*How to complete this task*
In the entries below, find the line containing "rough mask: <svg". Copy it and all lines after it, exactly, through the end.

*Dataset content*

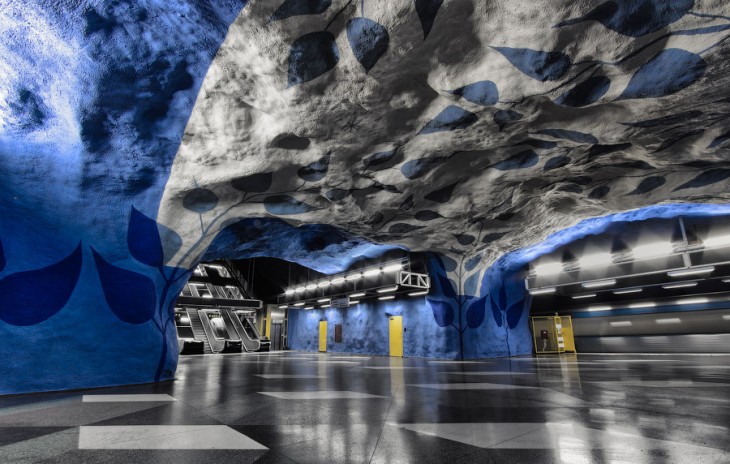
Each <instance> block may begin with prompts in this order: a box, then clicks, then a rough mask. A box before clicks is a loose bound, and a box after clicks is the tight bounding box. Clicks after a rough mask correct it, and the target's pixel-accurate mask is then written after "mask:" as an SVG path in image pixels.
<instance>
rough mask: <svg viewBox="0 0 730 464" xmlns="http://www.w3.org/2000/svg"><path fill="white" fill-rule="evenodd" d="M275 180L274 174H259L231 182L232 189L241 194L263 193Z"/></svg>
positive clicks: (239, 179) (265, 190)
mask: <svg viewBox="0 0 730 464" xmlns="http://www.w3.org/2000/svg"><path fill="white" fill-rule="evenodd" d="M273 180H274V173H272V172H259V173H256V174H251V175H248V176H242V177H237V178H235V179H233V180H231V187H233V188H234V189H236V190H240V191H241V192H252V193H261V192H265V191H267V190H268V189H269V187H271V183H272V182H273Z"/></svg>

*Response to this exercise*
rough mask: <svg viewBox="0 0 730 464" xmlns="http://www.w3.org/2000/svg"><path fill="white" fill-rule="evenodd" d="M275 180L274 174H259L231 182L232 189L241 194L263 193Z"/></svg>
positive clicks: (239, 179) (265, 190)
mask: <svg viewBox="0 0 730 464" xmlns="http://www.w3.org/2000/svg"><path fill="white" fill-rule="evenodd" d="M273 180H274V173H272V172H259V173H256V174H251V175H248V176H242V177H237V178H235V179H233V180H231V187H233V188H234V189H236V190H240V191H241V192H252V193H261V192H265V191H267V190H268V189H269V187H271V183H272V182H273Z"/></svg>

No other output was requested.